WHAT TO DO => Convert every line of the records below into one numbered list, leaving out any blank lines.
--- start ---
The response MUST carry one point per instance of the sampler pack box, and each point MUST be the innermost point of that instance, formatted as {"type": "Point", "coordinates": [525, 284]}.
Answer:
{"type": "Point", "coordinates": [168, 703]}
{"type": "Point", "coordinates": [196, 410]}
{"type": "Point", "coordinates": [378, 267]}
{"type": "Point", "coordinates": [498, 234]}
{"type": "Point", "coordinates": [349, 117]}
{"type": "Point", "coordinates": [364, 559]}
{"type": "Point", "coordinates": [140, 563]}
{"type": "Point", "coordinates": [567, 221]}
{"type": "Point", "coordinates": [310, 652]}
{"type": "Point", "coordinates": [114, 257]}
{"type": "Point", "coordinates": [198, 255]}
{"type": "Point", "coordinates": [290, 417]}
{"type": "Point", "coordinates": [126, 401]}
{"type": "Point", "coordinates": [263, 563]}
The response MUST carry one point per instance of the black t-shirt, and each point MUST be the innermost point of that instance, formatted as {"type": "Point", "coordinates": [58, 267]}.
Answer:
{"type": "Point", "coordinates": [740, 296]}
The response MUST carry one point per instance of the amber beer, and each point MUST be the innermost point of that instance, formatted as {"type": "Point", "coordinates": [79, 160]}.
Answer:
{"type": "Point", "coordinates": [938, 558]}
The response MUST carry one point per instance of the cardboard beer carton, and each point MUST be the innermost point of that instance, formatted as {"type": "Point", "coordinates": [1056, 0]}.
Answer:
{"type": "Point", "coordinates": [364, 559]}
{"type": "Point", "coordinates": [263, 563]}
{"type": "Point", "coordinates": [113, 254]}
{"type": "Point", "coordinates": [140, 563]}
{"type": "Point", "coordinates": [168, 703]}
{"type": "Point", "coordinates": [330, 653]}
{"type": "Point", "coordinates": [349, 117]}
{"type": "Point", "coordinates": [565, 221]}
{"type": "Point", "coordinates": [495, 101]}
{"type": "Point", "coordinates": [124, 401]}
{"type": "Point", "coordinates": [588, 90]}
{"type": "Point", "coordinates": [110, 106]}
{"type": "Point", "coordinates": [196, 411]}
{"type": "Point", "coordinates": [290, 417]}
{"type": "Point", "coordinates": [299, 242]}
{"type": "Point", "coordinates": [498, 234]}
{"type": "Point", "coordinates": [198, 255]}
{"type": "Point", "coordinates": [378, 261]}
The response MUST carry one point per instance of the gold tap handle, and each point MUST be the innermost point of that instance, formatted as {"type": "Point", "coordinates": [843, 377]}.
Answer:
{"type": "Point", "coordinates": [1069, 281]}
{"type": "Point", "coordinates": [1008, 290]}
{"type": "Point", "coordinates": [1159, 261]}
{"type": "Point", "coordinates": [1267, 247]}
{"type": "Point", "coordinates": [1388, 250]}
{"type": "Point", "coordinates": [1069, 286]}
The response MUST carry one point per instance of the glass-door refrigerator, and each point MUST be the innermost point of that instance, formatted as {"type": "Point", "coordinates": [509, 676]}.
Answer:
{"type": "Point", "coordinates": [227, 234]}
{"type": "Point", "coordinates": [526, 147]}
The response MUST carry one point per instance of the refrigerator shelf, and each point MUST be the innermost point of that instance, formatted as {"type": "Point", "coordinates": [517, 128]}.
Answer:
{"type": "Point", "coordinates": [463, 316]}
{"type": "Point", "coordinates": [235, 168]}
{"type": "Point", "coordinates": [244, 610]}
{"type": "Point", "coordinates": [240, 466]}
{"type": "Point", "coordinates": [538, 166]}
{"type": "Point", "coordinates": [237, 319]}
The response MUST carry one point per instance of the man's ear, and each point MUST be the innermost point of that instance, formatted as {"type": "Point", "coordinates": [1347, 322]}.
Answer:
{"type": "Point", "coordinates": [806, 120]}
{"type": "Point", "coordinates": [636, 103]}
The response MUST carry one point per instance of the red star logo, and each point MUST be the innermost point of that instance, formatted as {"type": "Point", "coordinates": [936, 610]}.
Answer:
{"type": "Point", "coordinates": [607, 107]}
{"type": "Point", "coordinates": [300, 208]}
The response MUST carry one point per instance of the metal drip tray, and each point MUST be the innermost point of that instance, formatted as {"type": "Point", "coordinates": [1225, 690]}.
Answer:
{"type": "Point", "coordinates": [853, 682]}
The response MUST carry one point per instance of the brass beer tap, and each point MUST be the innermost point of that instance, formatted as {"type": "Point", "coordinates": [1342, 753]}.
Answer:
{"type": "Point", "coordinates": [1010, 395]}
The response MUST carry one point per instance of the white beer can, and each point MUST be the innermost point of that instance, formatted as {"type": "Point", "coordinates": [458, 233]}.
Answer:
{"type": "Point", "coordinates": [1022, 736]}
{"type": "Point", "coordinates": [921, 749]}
--- end ---
OUTPUT OF THE TASK =>
1. The response MUST carry one point per instance of the sampler pack box, and each point MUST be the innermost point of that instance, formatted as {"type": "Point", "coordinates": [525, 284]}.
2. Answer:
3. {"type": "Point", "coordinates": [168, 703]}
4. {"type": "Point", "coordinates": [196, 410]}
5. {"type": "Point", "coordinates": [378, 267]}
6. {"type": "Point", "coordinates": [498, 234]}
7. {"type": "Point", "coordinates": [349, 117]}
8. {"type": "Point", "coordinates": [364, 559]}
9. {"type": "Point", "coordinates": [140, 563]}
10. {"type": "Point", "coordinates": [567, 221]}
11. {"type": "Point", "coordinates": [310, 652]}
12. {"type": "Point", "coordinates": [114, 257]}
13. {"type": "Point", "coordinates": [198, 255]}
14. {"type": "Point", "coordinates": [290, 417]}
15. {"type": "Point", "coordinates": [126, 401]}
16. {"type": "Point", "coordinates": [263, 563]}
17. The response MUST carry one point per instance of the black t-shirt, and each point MUST be the innermost point of that instance, formatted as {"type": "Point", "coordinates": [58, 267]}.
18. Answer:
19. {"type": "Point", "coordinates": [740, 296]}
20. The response MUST carry one point per instance of the amber beer, and each point MUST be the innermost point of that instance, formatted as {"type": "Point", "coordinates": [79, 160]}.
21. Answer:
22. {"type": "Point", "coordinates": [938, 558]}
23. The response MUST carry one point per instance of the cardboard beer carton, and each point MUST be the innermost point of that instance, formatted as {"type": "Point", "coordinates": [1056, 0]}.
24. Answer:
25. {"type": "Point", "coordinates": [364, 559]}
26. {"type": "Point", "coordinates": [263, 563]}
27. {"type": "Point", "coordinates": [113, 254]}
28. {"type": "Point", "coordinates": [140, 563]}
29. {"type": "Point", "coordinates": [168, 703]}
30. {"type": "Point", "coordinates": [330, 653]}
31. {"type": "Point", "coordinates": [349, 117]}
32. {"type": "Point", "coordinates": [565, 221]}
33. {"type": "Point", "coordinates": [495, 101]}
34. {"type": "Point", "coordinates": [124, 401]}
35. {"type": "Point", "coordinates": [588, 90]}
36. {"type": "Point", "coordinates": [110, 106]}
37. {"type": "Point", "coordinates": [196, 411]}
38. {"type": "Point", "coordinates": [290, 417]}
39. {"type": "Point", "coordinates": [299, 242]}
40. {"type": "Point", "coordinates": [498, 234]}
41. {"type": "Point", "coordinates": [198, 255]}
42. {"type": "Point", "coordinates": [378, 261]}
43. The response MUST carry one point per instance of the gold tap handle, and each point MUST be the innermost point of that instance, formatted as {"type": "Point", "coordinates": [843, 377]}.
44. Answer:
45. {"type": "Point", "coordinates": [1069, 281]}
46. {"type": "Point", "coordinates": [1008, 290]}
47. {"type": "Point", "coordinates": [1159, 261]}
48. {"type": "Point", "coordinates": [1267, 247]}
49. {"type": "Point", "coordinates": [1388, 250]}
50. {"type": "Point", "coordinates": [1069, 286]}
51. The response MUST carry one point per instance of the glass-door refrigerator, and each point MUST be the innermost point of that instance, formatted as {"type": "Point", "coordinates": [509, 676]}.
52. Answer:
53. {"type": "Point", "coordinates": [227, 234]}
54. {"type": "Point", "coordinates": [526, 147]}
55. The response MUST carry one point per instance of the refrigerator shelf, and each point MUST be the innermost point of that instance, formatted as {"type": "Point", "coordinates": [517, 128]}.
56. Answer:
57. {"type": "Point", "coordinates": [463, 316]}
58. {"type": "Point", "coordinates": [235, 168]}
59. {"type": "Point", "coordinates": [244, 610]}
60. {"type": "Point", "coordinates": [240, 466]}
61. {"type": "Point", "coordinates": [538, 166]}
62. {"type": "Point", "coordinates": [237, 319]}
63. The response MUST carry one point per instance of the man's ear, and each point MUST be the innermost point of that instance, formatted as {"type": "Point", "coordinates": [1347, 322]}.
64. Answer:
65. {"type": "Point", "coordinates": [806, 120]}
66. {"type": "Point", "coordinates": [636, 103]}
67. The response MUST carry one point per instance of the red star logo, and each point MUST be the innermost point of that instance, formatted as {"type": "Point", "coordinates": [936, 610]}.
68. Answer:
69. {"type": "Point", "coordinates": [607, 107]}
70. {"type": "Point", "coordinates": [300, 208]}
71. The response MUST carry one point per instance of the metal drip tray, and each point MUST be the innermost point of that instance, formatted as {"type": "Point", "coordinates": [1225, 690]}.
72. Answer:
73. {"type": "Point", "coordinates": [853, 682]}
74. The response MUST carry one point per instance of the brass beer tap, and each point MUST be the innermost point of that instance, formatted as {"type": "Point", "coordinates": [1342, 753]}.
75. Answer:
76. {"type": "Point", "coordinates": [1010, 395]}
77. The response MUST carry one point per instance of the white beer can, and each point MUST be the innermost point of that instance, formatted as {"type": "Point", "coordinates": [458, 233]}.
78. Answer:
79. {"type": "Point", "coordinates": [1022, 736]}
80. {"type": "Point", "coordinates": [921, 749]}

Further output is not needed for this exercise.